** Task to complete **
Put the rows below into a numbered list, omitting any blank lines.

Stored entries
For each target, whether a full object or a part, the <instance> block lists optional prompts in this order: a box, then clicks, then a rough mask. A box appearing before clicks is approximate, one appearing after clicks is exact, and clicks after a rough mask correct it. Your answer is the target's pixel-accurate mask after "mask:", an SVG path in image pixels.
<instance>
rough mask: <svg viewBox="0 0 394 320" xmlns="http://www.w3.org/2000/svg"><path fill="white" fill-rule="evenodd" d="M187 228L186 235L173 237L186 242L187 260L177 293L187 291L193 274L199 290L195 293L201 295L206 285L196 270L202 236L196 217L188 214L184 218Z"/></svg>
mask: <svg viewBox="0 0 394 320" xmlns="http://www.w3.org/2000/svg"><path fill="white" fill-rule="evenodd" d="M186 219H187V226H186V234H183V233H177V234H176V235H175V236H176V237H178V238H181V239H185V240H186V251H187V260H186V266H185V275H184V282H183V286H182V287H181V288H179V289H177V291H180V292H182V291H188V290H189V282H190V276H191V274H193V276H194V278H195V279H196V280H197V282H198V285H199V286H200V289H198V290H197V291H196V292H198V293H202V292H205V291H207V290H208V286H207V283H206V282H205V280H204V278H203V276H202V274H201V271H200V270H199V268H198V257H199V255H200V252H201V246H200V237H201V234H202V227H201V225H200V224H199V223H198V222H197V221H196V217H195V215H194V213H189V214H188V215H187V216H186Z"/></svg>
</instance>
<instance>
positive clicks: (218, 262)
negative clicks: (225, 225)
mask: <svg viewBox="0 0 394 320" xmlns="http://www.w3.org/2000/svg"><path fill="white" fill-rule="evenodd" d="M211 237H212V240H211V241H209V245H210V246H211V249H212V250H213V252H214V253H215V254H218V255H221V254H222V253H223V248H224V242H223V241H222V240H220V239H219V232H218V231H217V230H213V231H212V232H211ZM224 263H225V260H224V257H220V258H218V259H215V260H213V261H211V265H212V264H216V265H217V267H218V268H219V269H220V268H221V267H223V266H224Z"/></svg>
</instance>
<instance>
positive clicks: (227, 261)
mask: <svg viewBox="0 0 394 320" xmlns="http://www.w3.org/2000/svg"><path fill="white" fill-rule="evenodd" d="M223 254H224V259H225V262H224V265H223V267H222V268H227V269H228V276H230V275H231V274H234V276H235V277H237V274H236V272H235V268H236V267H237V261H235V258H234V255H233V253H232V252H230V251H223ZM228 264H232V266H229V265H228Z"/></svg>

** Exercise response **
1. For each target, whether a full object or a part, the <instance> block lists optional prompts in this order: a box, then clicks, then a rough mask. A box appearing before clicks is approximate, one appearing after clicks is exact, and clicks after a rough mask correct it. Your answer is the target's pixel-accurate mask after "mask:", an SVG path in image pixels.
2. <instance>
3. rough mask: <svg viewBox="0 0 394 320" xmlns="http://www.w3.org/2000/svg"><path fill="white" fill-rule="evenodd" d="M187 228L186 235L173 237L186 242L187 260L177 293L187 291L193 274L199 290L195 293L201 295L206 285L196 270L202 236L196 217L188 214L184 218Z"/></svg>
4. mask: <svg viewBox="0 0 394 320" xmlns="http://www.w3.org/2000/svg"><path fill="white" fill-rule="evenodd" d="M186 219H187V226H186V234H183V233H177V234H176V235H175V236H176V237H178V238H181V239H185V240H186V251H187V260H186V266H185V275H184V282H183V286H182V287H181V288H179V289H177V291H180V292H182V291H188V290H189V282H190V276H191V274H193V276H194V278H195V279H196V280H197V282H198V285H199V286H200V289H198V290H197V291H196V292H198V293H202V292H205V291H207V290H208V286H207V283H206V282H205V280H204V278H203V276H202V274H201V271H200V270H199V268H198V257H199V255H200V252H201V246H200V237H201V234H202V227H201V225H200V224H199V223H198V222H197V221H196V217H195V215H194V213H189V214H188V215H187V216H186Z"/></svg>
5. </instance>
6. <instance>
7. positive clicks: (218, 262)
8. negative clicks: (225, 225)
9. mask: <svg viewBox="0 0 394 320" xmlns="http://www.w3.org/2000/svg"><path fill="white" fill-rule="evenodd" d="M211 237H212V240H211V241H209V245H210V246H211V249H212V250H213V252H214V253H215V254H218V255H221V254H222V253H223V248H224V242H223V241H222V240H220V239H219V232H218V231H217V230H213V231H212V232H211ZM224 263H225V260H224V257H220V258H218V259H215V260H213V261H211V265H212V264H216V265H217V267H218V268H219V269H220V268H221V267H223V266H224Z"/></svg>
10. </instance>
11. <instance>
12. positive clicks: (227, 261)
13. mask: <svg viewBox="0 0 394 320" xmlns="http://www.w3.org/2000/svg"><path fill="white" fill-rule="evenodd" d="M223 254H224V259H225V262H224V265H223V267H222V268H227V269H228V276H230V275H231V274H234V276H235V277H237V274H236V272H235V268H236V267H237V261H235V258H234V255H233V253H232V252H230V251H223ZM228 264H232V266H229V265H228Z"/></svg>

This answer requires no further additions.